Update the items below so that "distant mountain slope" becomes "far hillside" everywhere it occurs, keeping every other part of the lines the same.

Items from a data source
• • • • • • •

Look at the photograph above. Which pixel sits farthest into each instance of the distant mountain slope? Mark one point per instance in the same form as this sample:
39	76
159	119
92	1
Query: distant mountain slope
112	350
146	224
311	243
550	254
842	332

• • • • • • •

Solution to this problem
Look at the photograph above. Which pixel sits farthest into each instance of the far hillside? Mark one point per instance in the same form as this sample:
39	76
159	119
92	1
Query: far hillside
112	350
146	224
311	243
550	254
842	332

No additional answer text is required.